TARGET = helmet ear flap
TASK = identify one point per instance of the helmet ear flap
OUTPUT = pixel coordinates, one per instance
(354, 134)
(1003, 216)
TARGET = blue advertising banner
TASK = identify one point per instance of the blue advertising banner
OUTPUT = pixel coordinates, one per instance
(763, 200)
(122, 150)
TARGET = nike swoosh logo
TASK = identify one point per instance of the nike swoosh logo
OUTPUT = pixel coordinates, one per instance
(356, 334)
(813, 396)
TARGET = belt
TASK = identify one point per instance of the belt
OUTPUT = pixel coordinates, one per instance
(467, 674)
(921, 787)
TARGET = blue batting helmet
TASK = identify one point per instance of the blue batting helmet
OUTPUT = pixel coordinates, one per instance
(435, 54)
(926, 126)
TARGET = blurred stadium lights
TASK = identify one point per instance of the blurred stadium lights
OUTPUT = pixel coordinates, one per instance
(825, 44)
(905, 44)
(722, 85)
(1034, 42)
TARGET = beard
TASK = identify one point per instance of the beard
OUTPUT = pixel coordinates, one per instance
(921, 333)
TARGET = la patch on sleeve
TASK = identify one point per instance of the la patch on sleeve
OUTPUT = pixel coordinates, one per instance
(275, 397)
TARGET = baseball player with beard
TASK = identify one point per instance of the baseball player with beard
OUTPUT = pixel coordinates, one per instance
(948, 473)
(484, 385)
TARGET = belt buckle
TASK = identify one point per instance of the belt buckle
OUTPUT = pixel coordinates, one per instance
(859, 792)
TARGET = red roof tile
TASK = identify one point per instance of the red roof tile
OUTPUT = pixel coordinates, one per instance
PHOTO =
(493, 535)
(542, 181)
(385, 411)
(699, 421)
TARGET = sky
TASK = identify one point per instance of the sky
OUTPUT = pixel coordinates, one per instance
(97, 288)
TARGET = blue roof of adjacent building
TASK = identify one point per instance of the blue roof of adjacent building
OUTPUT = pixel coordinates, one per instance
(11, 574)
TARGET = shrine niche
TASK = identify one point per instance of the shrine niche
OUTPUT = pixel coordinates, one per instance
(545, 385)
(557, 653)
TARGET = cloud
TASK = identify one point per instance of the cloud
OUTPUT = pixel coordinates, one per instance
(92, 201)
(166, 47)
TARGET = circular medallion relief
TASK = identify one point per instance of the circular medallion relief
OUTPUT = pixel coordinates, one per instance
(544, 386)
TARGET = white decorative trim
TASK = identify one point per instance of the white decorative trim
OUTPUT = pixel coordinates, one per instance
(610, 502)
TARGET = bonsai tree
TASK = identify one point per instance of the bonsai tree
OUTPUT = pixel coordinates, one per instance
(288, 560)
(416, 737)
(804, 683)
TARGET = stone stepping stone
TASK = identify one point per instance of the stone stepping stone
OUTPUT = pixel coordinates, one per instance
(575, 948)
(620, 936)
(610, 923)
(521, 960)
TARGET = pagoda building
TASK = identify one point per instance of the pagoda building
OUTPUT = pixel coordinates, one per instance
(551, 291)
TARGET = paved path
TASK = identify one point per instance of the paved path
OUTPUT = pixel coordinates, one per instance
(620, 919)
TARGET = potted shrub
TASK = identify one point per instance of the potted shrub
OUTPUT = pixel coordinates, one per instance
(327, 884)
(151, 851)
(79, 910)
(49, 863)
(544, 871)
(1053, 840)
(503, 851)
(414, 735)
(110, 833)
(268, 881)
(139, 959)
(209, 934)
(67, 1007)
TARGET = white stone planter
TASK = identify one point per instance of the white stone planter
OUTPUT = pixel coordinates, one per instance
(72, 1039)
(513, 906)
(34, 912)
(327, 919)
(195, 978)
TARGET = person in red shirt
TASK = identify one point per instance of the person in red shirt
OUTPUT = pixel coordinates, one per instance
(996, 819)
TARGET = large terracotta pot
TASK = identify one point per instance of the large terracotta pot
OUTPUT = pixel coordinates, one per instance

| Exercise |
Exactly reproduce the lines beginning with the one that contains "TARGET = bonsai tree" and ending with the last line of the material, both included. Leave out everything else.

| Output of the task |
TARGET = bonsai tree
TASK = identify one point per instance of the bonsai tree
OUTPUT = pixel coordinates, one per instance
(288, 560)
(416, 737)
(804, 683)
TARGET = stone stepping stone
TASK = identify one point per instance of the stone stepping stone
OUTPUT = pixel coordinates, one per instance
(575, 948)
(620, 936)
(610, 923)
(521, 960)
TARGET = pagoda building
TASK = identify one point per instance of the pagoda building
OUTPUT = pixel coordinates, one per instance
(551, 291)
TARGET = paved path
TASK = identify one point per instance of the paved path
OUTPUT = pixel coordinates, one per instance
(620, 919)
TARGET = potted shrub
TASK = identify one point per instance of the potted shrub
OUTPUT = pixel coordinates, one per instance
(327, 884)
(151, 851)
(79, 910)
(49, 863)
(544, 871)
(1053, 840)
(503, 851)
(414, 735)
(110, 833)
(268, 881)
(139, 959)
(209, 934)
(67, 1007)
TARGET = white stone planter
TASK = identify one point per instance of the white stone planter
OUTPUT = pixel coordinates, one per instance
(72, 1039)
(513, 906)
(34, 912)
(327, 919)
(195, 978)
TARGET = person in red shirt
TASK = identify one point per instance of the person in red shirt
OUTPUT = pixel coordinates, one per instance
(996, 819)
TARGET = large terracotta pot
TASK = identify one point per instance of the large terracotta pot
OUTPUT = pixel coordinates, one per instance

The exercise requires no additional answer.